**EXERCISE OBJECTIVE**
Look through the entries for the line containing "Can you find the concrete walkway?". Then output that line and every line after it, exactly, to the end.

**Natural-language object grounding data**

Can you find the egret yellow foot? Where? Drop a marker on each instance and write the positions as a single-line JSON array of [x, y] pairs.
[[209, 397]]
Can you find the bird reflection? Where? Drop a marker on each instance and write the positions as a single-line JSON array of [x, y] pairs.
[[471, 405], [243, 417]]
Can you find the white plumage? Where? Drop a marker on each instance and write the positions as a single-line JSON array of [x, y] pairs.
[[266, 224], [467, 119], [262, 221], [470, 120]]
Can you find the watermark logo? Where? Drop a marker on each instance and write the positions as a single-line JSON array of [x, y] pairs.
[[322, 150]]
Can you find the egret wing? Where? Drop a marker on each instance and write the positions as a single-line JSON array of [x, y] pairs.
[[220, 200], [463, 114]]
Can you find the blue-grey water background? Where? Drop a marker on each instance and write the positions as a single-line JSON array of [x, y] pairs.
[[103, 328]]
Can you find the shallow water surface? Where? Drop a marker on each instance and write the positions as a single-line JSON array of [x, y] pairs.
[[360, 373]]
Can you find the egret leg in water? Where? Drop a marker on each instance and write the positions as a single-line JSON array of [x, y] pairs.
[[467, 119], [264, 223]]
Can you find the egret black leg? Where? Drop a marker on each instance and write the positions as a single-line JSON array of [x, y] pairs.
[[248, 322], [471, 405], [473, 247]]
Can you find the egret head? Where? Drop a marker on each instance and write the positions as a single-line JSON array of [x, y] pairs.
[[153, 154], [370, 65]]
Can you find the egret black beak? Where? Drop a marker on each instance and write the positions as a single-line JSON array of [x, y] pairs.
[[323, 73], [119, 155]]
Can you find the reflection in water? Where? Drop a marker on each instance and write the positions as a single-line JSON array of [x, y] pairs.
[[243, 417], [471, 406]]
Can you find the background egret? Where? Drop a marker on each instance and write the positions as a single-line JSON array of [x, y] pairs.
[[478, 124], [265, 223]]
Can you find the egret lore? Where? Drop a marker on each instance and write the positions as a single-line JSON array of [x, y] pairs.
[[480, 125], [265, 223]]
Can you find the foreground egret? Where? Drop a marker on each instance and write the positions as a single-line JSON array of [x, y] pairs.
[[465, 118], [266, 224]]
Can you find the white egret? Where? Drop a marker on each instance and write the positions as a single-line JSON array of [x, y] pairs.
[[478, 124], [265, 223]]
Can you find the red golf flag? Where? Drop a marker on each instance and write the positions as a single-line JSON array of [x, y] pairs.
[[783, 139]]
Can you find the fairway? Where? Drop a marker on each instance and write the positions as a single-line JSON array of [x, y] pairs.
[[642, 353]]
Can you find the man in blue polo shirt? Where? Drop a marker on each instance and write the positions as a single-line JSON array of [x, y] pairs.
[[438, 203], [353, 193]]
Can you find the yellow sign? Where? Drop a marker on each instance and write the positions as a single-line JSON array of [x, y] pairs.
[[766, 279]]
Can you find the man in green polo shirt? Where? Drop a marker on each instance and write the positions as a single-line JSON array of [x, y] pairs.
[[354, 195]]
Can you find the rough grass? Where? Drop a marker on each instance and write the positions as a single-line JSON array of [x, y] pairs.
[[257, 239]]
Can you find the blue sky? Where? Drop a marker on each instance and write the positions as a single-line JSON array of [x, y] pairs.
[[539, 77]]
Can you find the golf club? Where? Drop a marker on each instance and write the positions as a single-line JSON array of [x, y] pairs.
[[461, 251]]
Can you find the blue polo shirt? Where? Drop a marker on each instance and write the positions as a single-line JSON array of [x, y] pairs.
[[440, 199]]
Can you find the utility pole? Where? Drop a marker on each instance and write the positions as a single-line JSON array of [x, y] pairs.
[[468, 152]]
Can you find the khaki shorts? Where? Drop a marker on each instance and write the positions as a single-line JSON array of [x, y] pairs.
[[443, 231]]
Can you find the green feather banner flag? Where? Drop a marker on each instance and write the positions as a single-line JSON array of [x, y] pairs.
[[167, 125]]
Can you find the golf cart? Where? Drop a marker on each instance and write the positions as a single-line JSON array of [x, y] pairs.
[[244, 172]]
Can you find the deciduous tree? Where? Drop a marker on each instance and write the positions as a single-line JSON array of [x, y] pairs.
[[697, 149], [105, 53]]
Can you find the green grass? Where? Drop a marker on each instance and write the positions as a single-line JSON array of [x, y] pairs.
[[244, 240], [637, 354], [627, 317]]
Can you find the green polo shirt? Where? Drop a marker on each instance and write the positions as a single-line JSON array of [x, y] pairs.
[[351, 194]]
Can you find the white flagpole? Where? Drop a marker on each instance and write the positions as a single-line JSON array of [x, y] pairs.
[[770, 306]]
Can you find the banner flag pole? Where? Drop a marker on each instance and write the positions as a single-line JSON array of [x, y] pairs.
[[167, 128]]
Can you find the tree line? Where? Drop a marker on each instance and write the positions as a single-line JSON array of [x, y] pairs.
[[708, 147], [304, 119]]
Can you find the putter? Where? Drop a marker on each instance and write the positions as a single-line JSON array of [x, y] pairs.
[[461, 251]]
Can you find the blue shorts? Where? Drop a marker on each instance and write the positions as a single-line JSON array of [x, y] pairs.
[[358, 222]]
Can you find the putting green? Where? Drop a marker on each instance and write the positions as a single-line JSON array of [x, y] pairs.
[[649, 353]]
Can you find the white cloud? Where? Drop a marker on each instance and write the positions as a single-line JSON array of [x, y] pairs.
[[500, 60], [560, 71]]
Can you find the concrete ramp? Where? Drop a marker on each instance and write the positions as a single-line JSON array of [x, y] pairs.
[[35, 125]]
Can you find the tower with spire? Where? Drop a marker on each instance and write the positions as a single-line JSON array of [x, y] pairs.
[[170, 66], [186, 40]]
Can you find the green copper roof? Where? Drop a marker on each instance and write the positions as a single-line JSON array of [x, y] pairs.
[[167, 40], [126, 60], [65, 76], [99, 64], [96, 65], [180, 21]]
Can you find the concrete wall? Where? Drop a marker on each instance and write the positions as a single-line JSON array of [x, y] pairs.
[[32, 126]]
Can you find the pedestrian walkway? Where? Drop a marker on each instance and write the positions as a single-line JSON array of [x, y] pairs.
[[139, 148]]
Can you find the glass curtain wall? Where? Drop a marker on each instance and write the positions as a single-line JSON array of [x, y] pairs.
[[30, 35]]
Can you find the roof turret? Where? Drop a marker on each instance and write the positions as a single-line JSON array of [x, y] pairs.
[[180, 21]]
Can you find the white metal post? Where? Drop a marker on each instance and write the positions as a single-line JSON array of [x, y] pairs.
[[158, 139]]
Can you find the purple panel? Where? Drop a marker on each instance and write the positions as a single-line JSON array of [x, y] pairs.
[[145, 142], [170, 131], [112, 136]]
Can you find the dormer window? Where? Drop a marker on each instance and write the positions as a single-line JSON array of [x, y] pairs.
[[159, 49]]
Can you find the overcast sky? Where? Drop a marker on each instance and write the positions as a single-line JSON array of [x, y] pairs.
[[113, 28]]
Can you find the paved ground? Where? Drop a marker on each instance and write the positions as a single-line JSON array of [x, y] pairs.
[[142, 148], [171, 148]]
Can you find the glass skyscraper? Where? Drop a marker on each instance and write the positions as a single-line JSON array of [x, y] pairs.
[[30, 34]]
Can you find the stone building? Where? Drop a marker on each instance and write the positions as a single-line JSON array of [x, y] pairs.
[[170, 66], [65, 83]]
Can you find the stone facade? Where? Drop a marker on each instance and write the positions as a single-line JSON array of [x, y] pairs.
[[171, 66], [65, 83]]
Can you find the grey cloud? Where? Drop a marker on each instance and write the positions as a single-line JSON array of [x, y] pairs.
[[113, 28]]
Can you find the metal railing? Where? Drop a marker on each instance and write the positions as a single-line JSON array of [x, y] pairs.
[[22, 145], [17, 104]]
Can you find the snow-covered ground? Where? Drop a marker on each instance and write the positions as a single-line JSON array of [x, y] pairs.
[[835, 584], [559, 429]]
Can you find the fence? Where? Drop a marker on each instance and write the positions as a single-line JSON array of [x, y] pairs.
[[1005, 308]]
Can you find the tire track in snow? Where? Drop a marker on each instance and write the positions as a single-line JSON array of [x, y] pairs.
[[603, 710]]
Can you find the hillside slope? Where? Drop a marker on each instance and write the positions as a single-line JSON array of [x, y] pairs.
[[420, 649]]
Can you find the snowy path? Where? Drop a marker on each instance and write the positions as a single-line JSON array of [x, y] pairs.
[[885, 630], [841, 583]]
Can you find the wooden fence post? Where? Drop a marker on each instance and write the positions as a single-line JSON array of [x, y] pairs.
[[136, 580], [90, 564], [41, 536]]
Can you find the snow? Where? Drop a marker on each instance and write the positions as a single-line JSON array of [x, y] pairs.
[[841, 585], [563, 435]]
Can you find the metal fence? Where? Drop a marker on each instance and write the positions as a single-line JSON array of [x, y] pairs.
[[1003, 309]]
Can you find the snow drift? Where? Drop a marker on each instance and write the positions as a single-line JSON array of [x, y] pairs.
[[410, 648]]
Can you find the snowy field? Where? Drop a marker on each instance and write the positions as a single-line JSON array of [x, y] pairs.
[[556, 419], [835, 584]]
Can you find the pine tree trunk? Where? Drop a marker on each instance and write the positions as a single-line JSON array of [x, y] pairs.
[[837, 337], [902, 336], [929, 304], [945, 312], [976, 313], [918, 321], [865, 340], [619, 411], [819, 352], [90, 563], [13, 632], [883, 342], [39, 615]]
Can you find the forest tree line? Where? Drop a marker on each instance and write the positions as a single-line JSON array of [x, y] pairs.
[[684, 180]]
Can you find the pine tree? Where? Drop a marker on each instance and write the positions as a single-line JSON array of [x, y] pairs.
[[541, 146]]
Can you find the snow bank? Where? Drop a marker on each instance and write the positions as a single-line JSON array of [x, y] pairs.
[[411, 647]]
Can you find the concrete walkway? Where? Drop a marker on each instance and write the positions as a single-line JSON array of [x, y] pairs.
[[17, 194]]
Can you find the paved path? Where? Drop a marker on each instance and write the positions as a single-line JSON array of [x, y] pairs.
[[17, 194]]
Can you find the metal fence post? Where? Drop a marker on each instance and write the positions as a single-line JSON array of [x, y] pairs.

**EXERCISE OUTPUT**
Can you find the concrete walkway? Where? Drop a marker on each instance and write the positions as a single-line JSON array of [x, y] pairs.
[[17, 194]]
Can you find the paved path? Where? Drop a marker on each instance and write the positions as a single-line JSON array of [x, y] pairs.
[[17, 194]]
Can you find the metal fence post? Where? Drop a marker on each instance and write the positions as a single-line JSON array of [x, y] pairs.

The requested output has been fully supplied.